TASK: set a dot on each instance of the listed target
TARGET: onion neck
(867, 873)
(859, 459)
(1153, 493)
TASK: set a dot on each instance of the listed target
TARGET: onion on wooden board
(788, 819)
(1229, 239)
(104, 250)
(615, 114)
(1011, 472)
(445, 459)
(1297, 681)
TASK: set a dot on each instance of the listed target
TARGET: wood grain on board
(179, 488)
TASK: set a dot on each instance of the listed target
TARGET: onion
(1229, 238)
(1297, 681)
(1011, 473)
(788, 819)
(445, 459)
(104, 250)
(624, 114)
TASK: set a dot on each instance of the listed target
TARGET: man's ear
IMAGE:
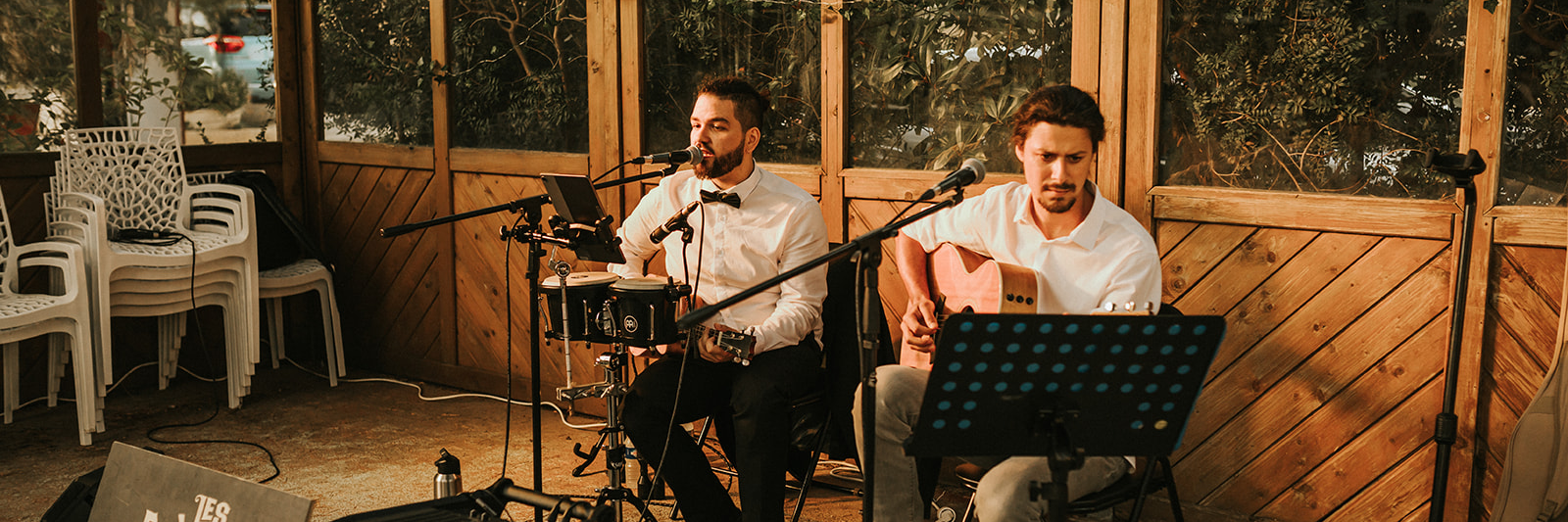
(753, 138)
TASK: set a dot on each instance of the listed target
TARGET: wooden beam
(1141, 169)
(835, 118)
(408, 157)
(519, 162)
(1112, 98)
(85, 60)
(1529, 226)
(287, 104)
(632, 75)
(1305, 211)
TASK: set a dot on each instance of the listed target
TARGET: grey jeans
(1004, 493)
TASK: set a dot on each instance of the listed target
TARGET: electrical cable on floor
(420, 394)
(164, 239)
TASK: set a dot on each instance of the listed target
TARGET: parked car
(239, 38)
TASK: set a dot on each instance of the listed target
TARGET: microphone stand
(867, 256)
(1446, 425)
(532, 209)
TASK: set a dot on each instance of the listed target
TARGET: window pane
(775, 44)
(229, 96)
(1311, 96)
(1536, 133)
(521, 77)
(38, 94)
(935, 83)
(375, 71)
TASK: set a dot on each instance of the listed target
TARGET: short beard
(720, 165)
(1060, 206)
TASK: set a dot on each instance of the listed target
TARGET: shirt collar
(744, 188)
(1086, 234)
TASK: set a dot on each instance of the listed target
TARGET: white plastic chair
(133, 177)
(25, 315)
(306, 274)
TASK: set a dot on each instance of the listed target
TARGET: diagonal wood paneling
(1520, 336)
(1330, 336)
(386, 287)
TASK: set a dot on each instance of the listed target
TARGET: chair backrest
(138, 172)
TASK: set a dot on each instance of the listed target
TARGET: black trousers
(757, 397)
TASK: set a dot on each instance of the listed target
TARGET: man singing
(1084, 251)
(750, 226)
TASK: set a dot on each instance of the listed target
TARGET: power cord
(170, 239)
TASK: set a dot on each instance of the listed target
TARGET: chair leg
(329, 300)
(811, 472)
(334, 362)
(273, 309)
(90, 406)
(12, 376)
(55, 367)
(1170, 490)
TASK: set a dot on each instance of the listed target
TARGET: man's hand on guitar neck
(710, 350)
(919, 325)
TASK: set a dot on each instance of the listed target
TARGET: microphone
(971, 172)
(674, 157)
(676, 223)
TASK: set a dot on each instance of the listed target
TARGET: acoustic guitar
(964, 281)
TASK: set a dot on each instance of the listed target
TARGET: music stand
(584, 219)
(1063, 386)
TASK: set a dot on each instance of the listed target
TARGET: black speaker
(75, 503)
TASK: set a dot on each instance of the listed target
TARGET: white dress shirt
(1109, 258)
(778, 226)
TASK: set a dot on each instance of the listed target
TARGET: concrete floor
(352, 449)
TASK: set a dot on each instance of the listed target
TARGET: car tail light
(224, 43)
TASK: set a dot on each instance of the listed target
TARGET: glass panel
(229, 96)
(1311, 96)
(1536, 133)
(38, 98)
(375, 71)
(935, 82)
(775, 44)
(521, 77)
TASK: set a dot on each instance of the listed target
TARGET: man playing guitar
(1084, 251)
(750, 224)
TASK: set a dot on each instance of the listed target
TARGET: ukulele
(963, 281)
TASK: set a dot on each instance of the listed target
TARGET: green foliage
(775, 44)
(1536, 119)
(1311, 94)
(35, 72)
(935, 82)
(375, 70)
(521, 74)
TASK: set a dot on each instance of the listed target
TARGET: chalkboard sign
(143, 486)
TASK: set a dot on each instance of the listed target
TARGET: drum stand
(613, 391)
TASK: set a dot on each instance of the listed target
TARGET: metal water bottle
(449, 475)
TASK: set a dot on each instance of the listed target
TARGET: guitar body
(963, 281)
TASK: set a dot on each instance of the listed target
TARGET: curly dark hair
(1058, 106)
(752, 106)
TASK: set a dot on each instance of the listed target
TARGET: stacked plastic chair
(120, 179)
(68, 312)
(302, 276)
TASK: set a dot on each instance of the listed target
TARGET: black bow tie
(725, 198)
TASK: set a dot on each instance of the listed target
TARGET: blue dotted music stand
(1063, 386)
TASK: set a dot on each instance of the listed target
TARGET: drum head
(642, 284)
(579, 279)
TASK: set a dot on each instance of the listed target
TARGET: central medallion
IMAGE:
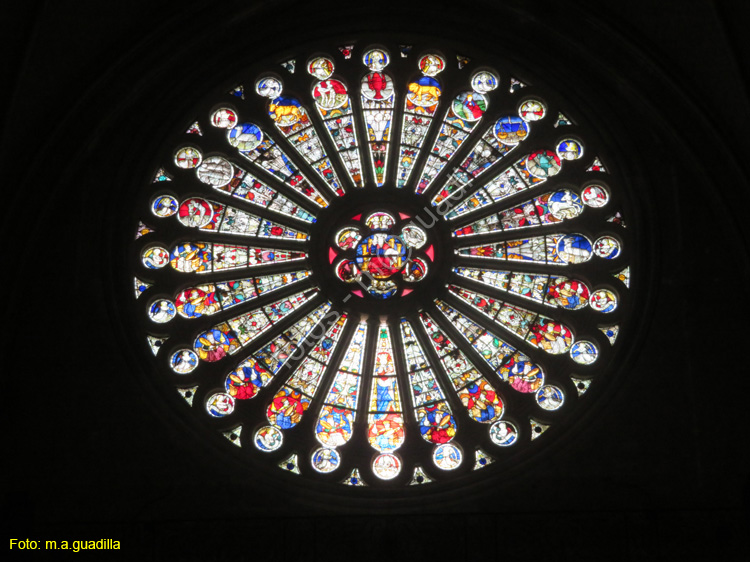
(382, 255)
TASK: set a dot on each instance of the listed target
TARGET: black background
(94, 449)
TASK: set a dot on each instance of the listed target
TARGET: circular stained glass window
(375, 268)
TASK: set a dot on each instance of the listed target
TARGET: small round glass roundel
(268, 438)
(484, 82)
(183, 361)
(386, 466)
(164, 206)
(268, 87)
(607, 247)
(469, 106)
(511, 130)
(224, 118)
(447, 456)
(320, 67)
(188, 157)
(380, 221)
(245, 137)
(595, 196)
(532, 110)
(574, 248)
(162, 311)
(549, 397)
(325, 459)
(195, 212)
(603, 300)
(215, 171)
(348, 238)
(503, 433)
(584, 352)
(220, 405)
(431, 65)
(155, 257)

◇ ◇ ◇

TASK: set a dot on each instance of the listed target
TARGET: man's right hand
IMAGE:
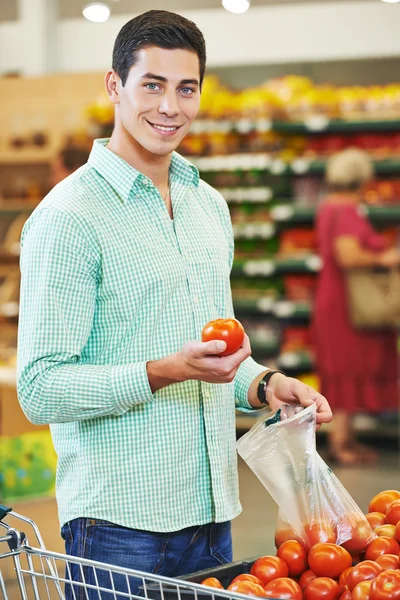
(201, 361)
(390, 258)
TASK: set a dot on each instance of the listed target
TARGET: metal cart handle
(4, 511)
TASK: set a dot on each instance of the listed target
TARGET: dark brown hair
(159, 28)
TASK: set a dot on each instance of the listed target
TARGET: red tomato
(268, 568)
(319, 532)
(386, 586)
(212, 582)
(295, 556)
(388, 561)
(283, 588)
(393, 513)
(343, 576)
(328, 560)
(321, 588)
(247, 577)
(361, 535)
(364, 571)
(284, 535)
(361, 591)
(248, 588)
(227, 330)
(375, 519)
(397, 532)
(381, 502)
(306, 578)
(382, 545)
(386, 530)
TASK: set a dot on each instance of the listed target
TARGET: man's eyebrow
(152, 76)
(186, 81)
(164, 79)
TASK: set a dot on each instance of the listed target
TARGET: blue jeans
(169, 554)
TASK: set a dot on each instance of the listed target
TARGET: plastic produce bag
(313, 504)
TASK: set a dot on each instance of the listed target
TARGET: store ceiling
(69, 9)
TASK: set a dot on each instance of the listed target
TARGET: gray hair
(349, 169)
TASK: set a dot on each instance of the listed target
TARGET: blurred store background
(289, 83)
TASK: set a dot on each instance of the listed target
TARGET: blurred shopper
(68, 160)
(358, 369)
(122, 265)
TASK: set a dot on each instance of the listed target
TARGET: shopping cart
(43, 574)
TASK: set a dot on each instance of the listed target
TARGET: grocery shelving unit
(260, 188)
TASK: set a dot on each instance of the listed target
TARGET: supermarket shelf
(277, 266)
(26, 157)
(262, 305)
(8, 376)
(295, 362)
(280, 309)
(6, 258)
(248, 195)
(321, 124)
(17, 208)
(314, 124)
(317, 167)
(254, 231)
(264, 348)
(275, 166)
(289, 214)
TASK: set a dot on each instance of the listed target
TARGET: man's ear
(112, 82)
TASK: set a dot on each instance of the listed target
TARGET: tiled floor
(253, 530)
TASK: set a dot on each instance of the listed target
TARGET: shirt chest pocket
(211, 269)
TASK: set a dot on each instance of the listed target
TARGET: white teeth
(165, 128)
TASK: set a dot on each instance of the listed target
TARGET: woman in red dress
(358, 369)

◇ ◇ ◇

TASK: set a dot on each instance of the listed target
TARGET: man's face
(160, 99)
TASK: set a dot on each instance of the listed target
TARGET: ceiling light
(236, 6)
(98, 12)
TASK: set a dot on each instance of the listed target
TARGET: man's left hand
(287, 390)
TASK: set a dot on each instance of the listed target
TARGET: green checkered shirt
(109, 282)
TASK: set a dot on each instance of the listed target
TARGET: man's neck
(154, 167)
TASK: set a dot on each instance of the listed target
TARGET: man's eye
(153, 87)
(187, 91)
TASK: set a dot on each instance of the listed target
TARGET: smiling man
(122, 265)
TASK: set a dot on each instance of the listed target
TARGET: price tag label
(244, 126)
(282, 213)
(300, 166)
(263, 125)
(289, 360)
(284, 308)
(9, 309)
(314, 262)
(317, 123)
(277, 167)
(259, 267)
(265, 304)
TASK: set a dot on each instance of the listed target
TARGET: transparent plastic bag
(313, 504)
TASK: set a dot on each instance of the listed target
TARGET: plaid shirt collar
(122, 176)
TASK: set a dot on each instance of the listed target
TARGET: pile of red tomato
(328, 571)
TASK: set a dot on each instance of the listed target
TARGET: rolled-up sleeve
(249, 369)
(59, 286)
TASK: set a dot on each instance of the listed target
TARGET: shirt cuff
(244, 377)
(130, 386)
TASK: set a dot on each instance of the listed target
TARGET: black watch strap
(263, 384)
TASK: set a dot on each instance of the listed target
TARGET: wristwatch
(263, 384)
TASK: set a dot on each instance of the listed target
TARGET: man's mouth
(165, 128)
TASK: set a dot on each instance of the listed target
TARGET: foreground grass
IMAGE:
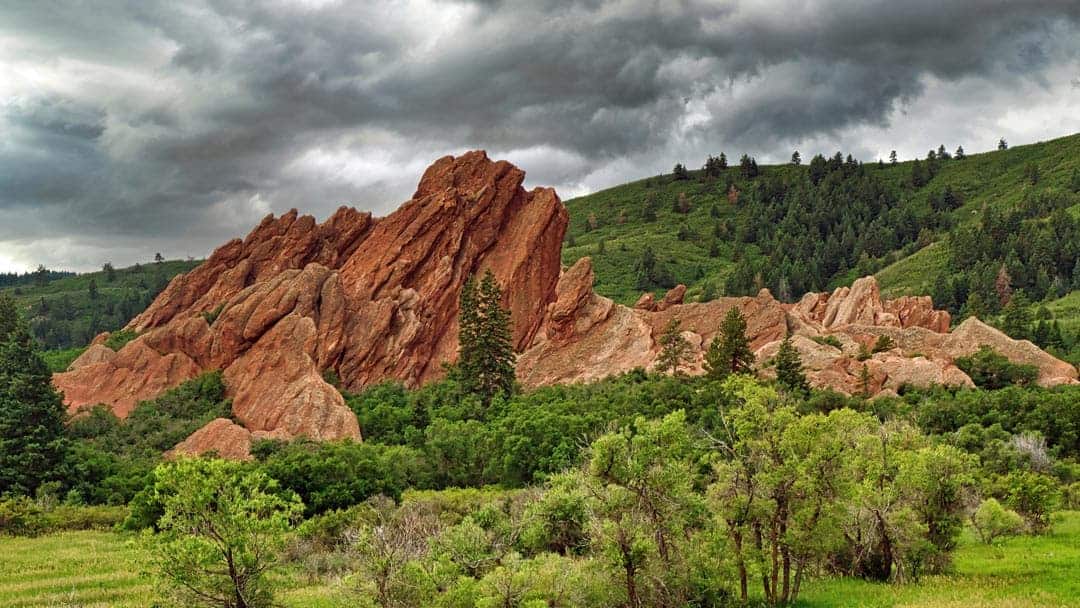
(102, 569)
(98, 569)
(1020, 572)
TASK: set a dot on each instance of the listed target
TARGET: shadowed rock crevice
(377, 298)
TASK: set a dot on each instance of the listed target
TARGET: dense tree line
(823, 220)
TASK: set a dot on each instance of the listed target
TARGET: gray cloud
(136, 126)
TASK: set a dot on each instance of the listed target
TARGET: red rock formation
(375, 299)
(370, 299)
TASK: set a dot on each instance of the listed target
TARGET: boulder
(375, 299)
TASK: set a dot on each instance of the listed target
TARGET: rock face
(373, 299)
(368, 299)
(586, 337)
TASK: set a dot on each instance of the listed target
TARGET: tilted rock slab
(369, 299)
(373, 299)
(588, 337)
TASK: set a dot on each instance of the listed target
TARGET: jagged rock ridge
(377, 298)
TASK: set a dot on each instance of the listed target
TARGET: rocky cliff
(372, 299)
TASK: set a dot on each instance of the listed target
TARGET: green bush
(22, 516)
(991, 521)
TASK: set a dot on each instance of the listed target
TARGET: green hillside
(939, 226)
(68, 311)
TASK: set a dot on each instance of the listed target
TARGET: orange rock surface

◇ ◇ ◇

Find every line in the entries above that contains the string "window", and copy each of those lines in full. The match is case-sensitive.

▶ [Answer for the task]
TARGET: window pane
TARGET: circular stained glass window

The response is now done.